GIVEN PROBLEM: Put every line of the records below into a Markdown table with the columns Row and Line, numbering each row and leaving out blank lines and pictures.

MATERIAL PROVIDED:
● ● ● ● ●

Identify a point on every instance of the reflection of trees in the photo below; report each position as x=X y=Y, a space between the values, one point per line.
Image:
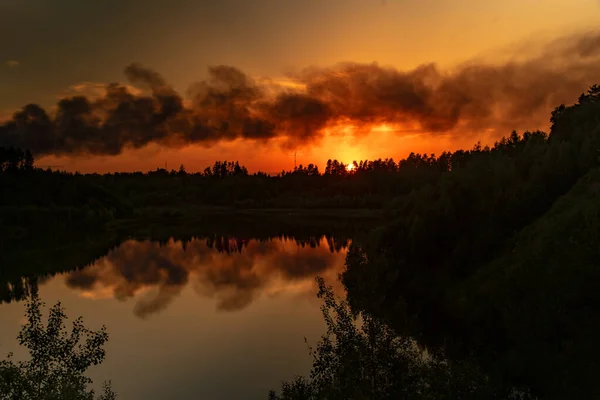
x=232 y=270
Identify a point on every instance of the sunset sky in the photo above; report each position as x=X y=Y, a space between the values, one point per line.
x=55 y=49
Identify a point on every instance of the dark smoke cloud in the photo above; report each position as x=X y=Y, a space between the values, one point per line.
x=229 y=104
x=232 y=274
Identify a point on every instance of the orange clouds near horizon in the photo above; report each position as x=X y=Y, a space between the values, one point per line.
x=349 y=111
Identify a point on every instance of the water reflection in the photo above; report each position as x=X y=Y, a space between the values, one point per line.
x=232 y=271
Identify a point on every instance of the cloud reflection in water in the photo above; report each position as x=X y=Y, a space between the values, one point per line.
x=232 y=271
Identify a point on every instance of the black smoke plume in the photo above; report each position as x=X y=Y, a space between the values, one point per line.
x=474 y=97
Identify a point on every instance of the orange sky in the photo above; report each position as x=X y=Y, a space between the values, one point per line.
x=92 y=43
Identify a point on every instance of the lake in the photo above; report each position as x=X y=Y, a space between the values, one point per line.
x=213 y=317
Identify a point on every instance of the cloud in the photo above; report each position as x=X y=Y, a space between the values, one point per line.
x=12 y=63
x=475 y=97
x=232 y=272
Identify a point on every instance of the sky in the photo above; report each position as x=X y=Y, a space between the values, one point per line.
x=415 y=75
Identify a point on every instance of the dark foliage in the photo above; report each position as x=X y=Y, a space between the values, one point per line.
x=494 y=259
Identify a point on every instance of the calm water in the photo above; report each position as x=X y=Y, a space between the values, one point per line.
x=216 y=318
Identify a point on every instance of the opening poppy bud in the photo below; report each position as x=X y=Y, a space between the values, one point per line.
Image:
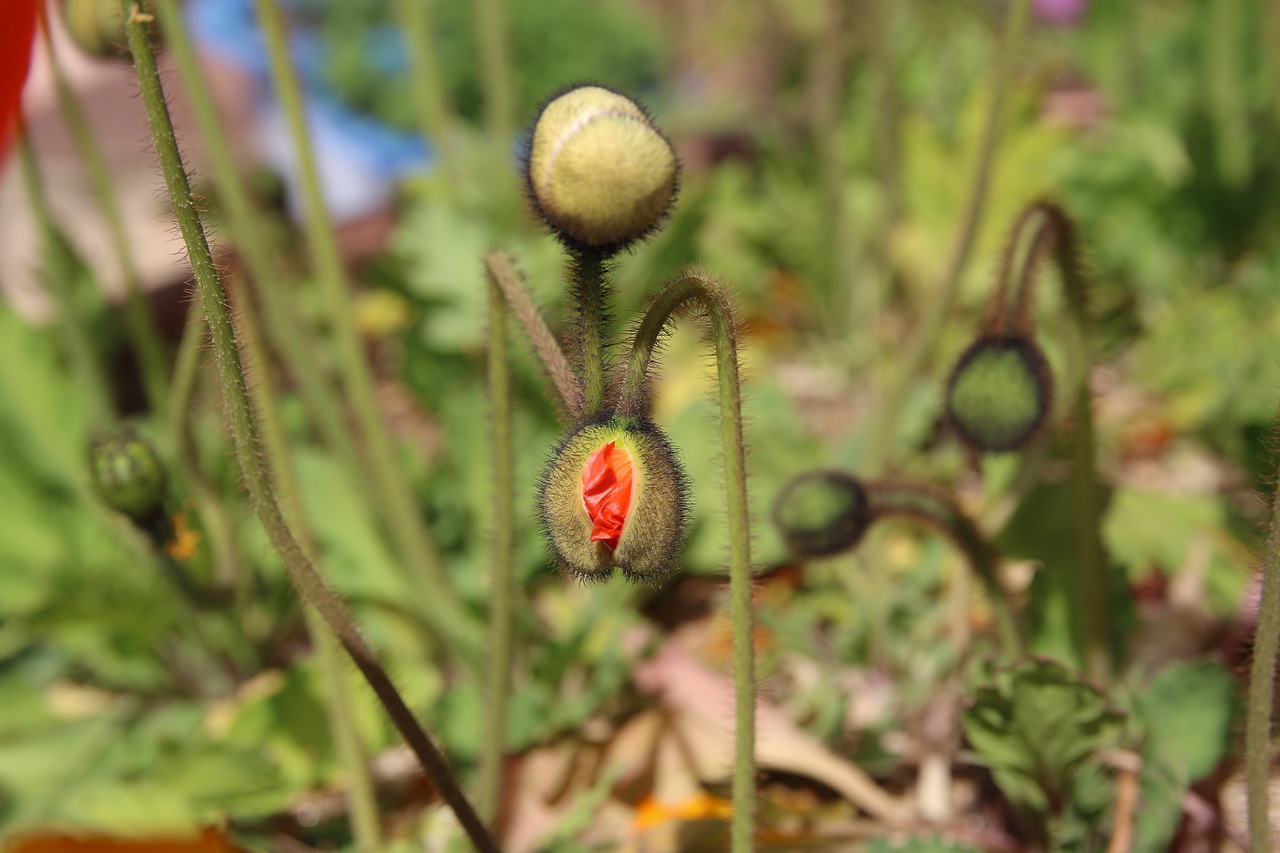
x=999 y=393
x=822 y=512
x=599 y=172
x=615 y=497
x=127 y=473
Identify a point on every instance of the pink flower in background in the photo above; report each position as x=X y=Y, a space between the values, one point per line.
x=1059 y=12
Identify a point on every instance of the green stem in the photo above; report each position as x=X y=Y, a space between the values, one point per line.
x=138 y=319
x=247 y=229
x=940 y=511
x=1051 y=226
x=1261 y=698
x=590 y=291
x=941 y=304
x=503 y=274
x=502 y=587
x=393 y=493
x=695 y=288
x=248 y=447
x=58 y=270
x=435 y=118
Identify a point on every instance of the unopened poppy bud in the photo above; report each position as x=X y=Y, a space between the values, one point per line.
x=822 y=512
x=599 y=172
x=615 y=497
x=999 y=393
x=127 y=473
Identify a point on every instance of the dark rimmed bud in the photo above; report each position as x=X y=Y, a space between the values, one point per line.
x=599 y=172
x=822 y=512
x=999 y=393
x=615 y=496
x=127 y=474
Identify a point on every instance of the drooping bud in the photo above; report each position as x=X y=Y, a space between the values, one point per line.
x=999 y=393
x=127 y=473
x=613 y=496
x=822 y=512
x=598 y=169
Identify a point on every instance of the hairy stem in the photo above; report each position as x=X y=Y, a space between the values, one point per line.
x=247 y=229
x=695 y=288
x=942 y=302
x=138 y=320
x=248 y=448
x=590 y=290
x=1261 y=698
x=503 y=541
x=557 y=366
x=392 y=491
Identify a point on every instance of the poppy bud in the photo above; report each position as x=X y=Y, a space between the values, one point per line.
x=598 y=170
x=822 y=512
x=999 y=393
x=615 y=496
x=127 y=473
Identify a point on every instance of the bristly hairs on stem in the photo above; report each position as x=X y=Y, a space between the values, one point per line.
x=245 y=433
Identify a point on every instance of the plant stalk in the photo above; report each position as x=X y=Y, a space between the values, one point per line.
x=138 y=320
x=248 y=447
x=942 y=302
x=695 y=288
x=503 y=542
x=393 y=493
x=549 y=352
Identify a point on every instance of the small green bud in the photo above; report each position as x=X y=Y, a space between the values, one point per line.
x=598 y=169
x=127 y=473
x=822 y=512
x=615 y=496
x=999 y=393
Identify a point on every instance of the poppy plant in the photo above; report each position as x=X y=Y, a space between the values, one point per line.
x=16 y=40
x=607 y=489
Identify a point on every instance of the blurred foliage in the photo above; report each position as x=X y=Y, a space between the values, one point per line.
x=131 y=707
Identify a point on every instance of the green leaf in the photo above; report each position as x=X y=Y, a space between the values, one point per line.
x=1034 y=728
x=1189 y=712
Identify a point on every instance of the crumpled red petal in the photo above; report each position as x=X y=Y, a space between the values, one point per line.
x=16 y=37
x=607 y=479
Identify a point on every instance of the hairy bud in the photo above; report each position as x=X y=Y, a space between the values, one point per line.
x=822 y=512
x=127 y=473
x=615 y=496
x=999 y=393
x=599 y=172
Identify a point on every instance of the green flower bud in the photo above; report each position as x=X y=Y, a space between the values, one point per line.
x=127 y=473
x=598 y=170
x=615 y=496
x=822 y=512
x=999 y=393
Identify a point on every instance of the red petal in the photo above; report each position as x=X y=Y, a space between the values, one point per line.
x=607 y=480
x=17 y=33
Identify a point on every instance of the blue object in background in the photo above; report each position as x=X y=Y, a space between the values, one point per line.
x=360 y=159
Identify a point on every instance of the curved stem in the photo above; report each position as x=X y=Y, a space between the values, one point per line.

● ● ● ● ●

RESULT:
| Row | Line |
|---|---|
| 1 | Identify a point on every instance of the reflection of trees in the photo below; report each position as x=X y=Y, a space between the values, one point per line. |
| 2 | Image: |
| 3 | x=232 y=270 |
| 4 | Identify a point on every instance of the sunset sky in the photo above; report each position as x=X y=Y, a space between the values, one point per line. |
| 5 | x=55 y=49 |
| 6 | Identify a point on every instance of the dark smoke cloud in the photo above; report each position as x=X y=Y, a space between the values, one point per line. |
| 7 | x=229 y=104 |
| 8 | x=232 y=274 |
| 9 | Identify a point on every instance of the orange clouds near horizon in the photo above; report each position as x=X y=Y, a space between the values, one point per line. |
| 10 | x=349 y=111 |
| 11 | Identify a point on every instance of the water reflection in the photo above; report each position as x=X y=Y, a space between the values, one point per line. |
| 12 | x=232 y=271 |
| 13 | Identify a point on every instance of the cloud reflection in water in the photo above; report each position as x=X y=Y, a space between the values, one point per line. |
| 14 | x=232 y=271 |
| 15 | Identify a point on every instance of the black smoke plume in the photo above; report each position as x=X y=Y, a space between the values, one point per line. |
| 16 | x=474 y=97 |
| 17 | Identify a point on every instance of the orange sky in the photo above; report each position as x=X y=Y, a space between the values, one point per line. |
| 18 | x=92 y=43 |
| 19 | Identify a point on every instance of the lake in the photo above; report each position as x=X y=Y, a space between the values, one point per line. |
| 20 | x=213 y=317 |
| 21 | Identify a point on every instance of the cloud in the photo above; report each position as x=X y=Y, a space between the values, one point per line. |
| 22 | x=12 y=63 |
| 23 | x=475 y=97 |
| 24 | x=232 y=272 |
| 25 | Identify a point on every instance of the sky in the photo above; report each position as x=X y=Y, a space between the values, one point per line. |
| 26 | x=415 y=75 |
| 27 | Identify a point on every instance of the dark foliage in the photo above; report each position as x=X y=Y, a space between the values, one point per line. |
| 28 | x=494 y=259 |
| 29 | Identify a point on every instance of the calm water in the photo above; report each position as x=X y=Y, a space between the values, one point per line. |
| 30 | x=216 y=318 |
| 31 | Identify a point on every instance of the opening poppy bud in the photo below; report each position as x=X y=Y, a space between the values, one point per line. |
| 32 | Image: |
| 33 | x=999 y=393 |
| 34 | x=822 y=512 |
| 35 | x=599 y=172 |
| 36 | x=615 y=497 |
| 37 | x=127 y=473 |
| 38 | Identify a point on every instance of the pink flower in background in the photo above; report each position as x=X y=Y, a space between the values, one point per line. |
| 39 | x=1059 y=12 |
| 40 | Identify a point on every instance of the green stem in the photo above; report each position as x=X y=Y, a space between the values, one point per line. |
| 41 | x=138 y=319 |
| 42 | x=247 y=229 |
| 43 | x=940 y=511 |
| 44 | x=1051 y=226 |
| 45 | x=1261 y=698 |
| 46 | x=590 y=291 |
| 47 | x=941 y=304 |
| 48 | x=503 y=274 |
| 49 | x=502 y=587 |
| 50 | x=393 y=493 |
| 51 | x=695 y=288 |
| 52 | x=248 y=447 |
| 53 | x=58 y=270 |
| 54 | x=435 y=118 |
| 55 | Identify a point on every instance of the unopened poppy bud in the photo above; report each position as x=X y=Y, a space between the values, one point per line. |
| 56 | x=822 y=512 |
| 57 | x=599 y=172 |
| 58 | x=615 y=497 |
| 59 | x=999 y=393 |
| 60 | x=127 y=473 |
| 61 | Identify a point on every instance of the dark rimmed bud in the photo above; report each position as x=X y=Y, a space between the values, one point per line. |
| 62 | x=599 y=172 |
| 63 | x=822 y=512 |
| 64 | x=999 y=393 |
| 65 | x=615 y=496 |
| 66 | x=127 y=474 |
| 67 | Identify a point on every instance of the drooping bud in the photo above; report each position as x=X y=Y, a space between the values, one point per line. |
| 68 | x=999 y=393 |
| 69 | x=127 y=473 |
| 70 | x=613 y=496 |
| 71 | x=822 y=512 |
| 72 | x=598 y=169 |
| 73 | Identify a point on every instance of the hairy stem in the photo above; report each position as x=X y=Y, a space between the values, one point per line. |
| 74 | x=247 y=229 |
| 75 | x=695 y=288 |
| 76 | x=942 y=302 |
| 77 | x=138 y=320 |
| 78 | x=248 y=448 |
| 79 | x=590 y=290 |
| 80 | x=1261 y=698 |
| 81 | x=503 y=541 |
| 82 | x=557 y=366 |
| 83 | x=392 y=491 |
| 84 | Identify a point on every instance of the poppy bud in the photo above; report each position as x=X y=Y, a space between the values, one point per line. |
| 85 | x=598 y=170 |
| 86 | x=822 y=512 |
| 87 | x=999 y=393 |
| 88 | x=615 y=496 |
| 89 | x=127 y=473 |
| 90 | Identify a point on every instance of the bristly hairs on stem in the photo above; report each position as x=X y=Y, a space between the values, one point per line. |
| 91 | x=245 y=433 |
| 92 | Identify a point on every instance of the plant stalk in the photo above; report each position as x=X y=Y, a space between the values, one point per line. |
| 93 | x=138 y=320 |
| 94 | x=248 y=447 |
| 95 | x=942 y=302 |
| 96 | x=695 y=288 |
| 97 | x=503 y=542 |
| 98 | x=393 y=493 |
| 99 | x=549 y=352 |
| 100 | Identify a point on every instance of the small green bud in the photo above; report each position as x=X y=Y, a space between the values, one point per line. |
| 101 | x=598 y=169 |
| 102 | x=127 y=473 |
| 103 | x=822 y=512 |
| 104 | x=615 y=496 |
| 105 | x=999 y=393 |
| 106 | Identify a point on every instance of the poppy plant in the photo above; report each position as x=X y=Y, a space between the values, one point per line. |
| 107 | x=16 y=40 |
| 108 | x=607 y=489 |
| 109 | Identify a point on every instance of the blurred foliage in the photo above; report each position as x=X y=Y, a space between the values, one point per line. |
| 110 | x=131 y=707 |
| 111 | Identify a point on every instance of the green leaf in the photo above; report each position as x=X y=Y, a space between the values, one point per line. |
| 112 | x=1034 y=728 |
| 113 | x=1189 y=712 |
| 114 | Identify a point on every instance of the crumpled red petal in the photo above; report each position as x=X y=Y, a space between the values, one point per line. |
| 115 | x=16 y=37 |
| 116 | x=607 y=479 |
| 117 | Identify a point on every instance of the hairy bud in the photo above; report each position as x=X y=Y, a space between the values, one point per line. |
| 118 | x=822 y=512 |
| 119 | x=127 y=473 |
| 120 | x=615 y=496 |
| 121 | x=999 y=393 |
| 122 | x=599 y=172 |
| 123 | Identify a point on every instance of the green flower bud in the photo above; report each position as x=X y=Y, a space between the values, one point per line. |
| 124 | x=127 y=473 |
| 125 | x=598 y=170 |
| 126 | x=615 y=496 |
| 127 | x=822 y=512 |
| 128 | x=999 y=393 |
| 129 | Identify a point on every instance of the red petal in the photo above; report each position as x=X y=Y, a space between the values, one point per line. |
| 130 | x=607 y=480 |
| 131 | x=17 y=33 |
| 132 | Identify a point on every instance of the blue object in background in the photo above; report each position as x=X y=Y, a space between the values, one point per line. |
| 133 | x=360 y=159 |
| 134 | Identify a point on every instance of the curved stem in the photo above; report each position as x=X y=Y, a space between the values, one point per line. |